§ **What you are asked to do**
Rewrite the data from its start through the line containing "Give the mask", replacing "snowy field" with "frozen lake" and changing nothing else. Leave out the pictures.

§ **Extracted data**

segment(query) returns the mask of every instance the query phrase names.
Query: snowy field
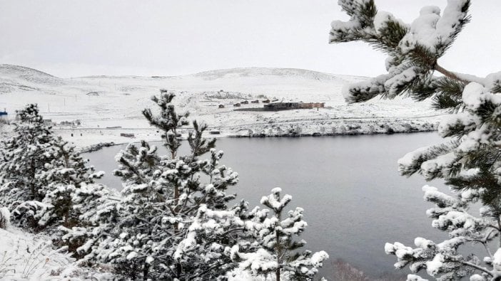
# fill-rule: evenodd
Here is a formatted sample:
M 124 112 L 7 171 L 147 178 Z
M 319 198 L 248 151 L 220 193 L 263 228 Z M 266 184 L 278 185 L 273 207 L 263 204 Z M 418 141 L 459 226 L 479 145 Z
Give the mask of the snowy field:
M 56 132 L 79 147 L 99 142 L 158 140 L 141 115 L 154 107 L 160 89 L 174 90 L 178 110 L 206 122 L 216 137 L 352 134 L 435 129 L 440 112 L 410 99 L 346 105 L 343 88 L 366 78 L 300 69 L 235 68 L 184 76 L 91 76 L 59 78 L 31 68 L 0 65 L 0 110 L 36 102 Z M 259 103 L 250 103 L 253 100 Z M 325 102 L 325 108 L 280 112 L 234 111 L 263 101 Z M 219 108 L 220 105 L 224 106 Z M 78 121 L 77 121 L 78 120 Z M 61 122 L 66 122 L 61 124 Z M 120 134 L 134 134 L 134 137 Z M 186 131 L 181 132 L 186 134 Z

§ **Exercise response**
segment(query) returns the mask of every instance the query phrase names.
Query: frozen lake
# fill-rule: evenodd
Here is a formatted sample:
M 124 112 L 7 171 L 147 178 Z
M 319 198 L 248 151 L 220 193 L 263 228 Z M 266 184 L 278 185 L 273 207 L 263 204 Z M 418 141 L 459 226 L 479 145 Z
Give the mask of the frozen lake:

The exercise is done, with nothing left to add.